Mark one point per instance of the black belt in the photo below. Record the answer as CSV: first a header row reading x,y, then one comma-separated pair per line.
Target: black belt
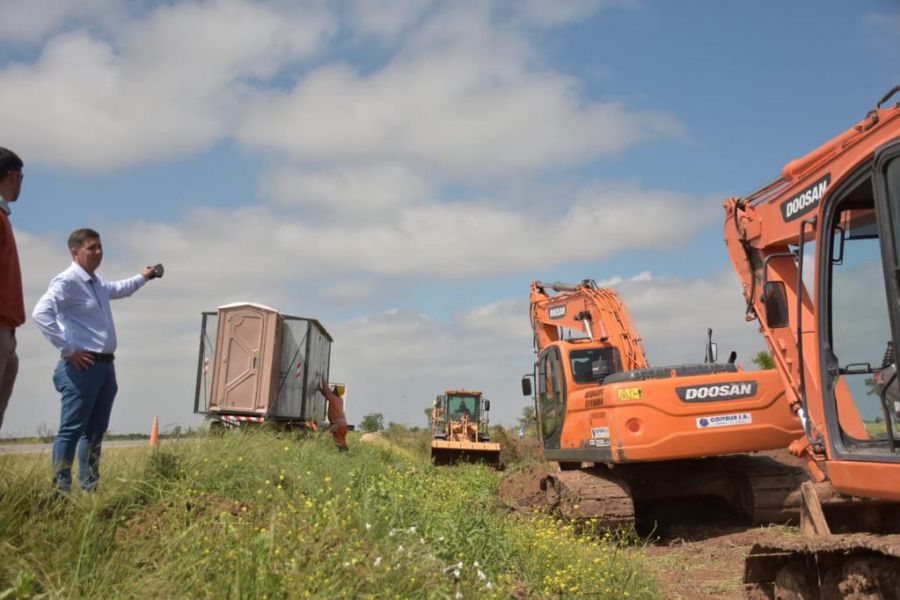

+ + +

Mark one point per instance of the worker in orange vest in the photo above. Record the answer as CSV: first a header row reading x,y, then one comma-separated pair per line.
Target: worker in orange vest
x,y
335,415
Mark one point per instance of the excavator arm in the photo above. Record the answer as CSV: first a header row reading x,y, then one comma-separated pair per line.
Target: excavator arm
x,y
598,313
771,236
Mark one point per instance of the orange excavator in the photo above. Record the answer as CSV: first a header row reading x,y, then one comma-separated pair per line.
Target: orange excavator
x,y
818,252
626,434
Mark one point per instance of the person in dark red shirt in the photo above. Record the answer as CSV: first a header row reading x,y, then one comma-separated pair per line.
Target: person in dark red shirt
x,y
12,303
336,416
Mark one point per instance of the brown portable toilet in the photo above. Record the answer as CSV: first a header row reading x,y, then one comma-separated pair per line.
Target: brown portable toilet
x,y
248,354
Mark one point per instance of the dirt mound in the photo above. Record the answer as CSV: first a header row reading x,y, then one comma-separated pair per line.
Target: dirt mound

+ + +

What to produce:
Within the material above, copy exactly the lines from the line that holds "Target: person in dark red shirt" up to and including the line that holds "Target: dirt mound".

Solved exercise:
Target: person in dark red shirt
x,y
12,303
336,416
Mark one point per instance of the brown portable toilet in the photo above. Record the answer as CSV: first a header row reading x,y, then one comma-separated pair per line.
Target: brown portable toilet
x,y
248,354
Mark one point per instance of the dirt mound in the photo above. Record the answer as CSV: first a header row reading x,y, then one comma-separated pair per line.
Target: dirt mound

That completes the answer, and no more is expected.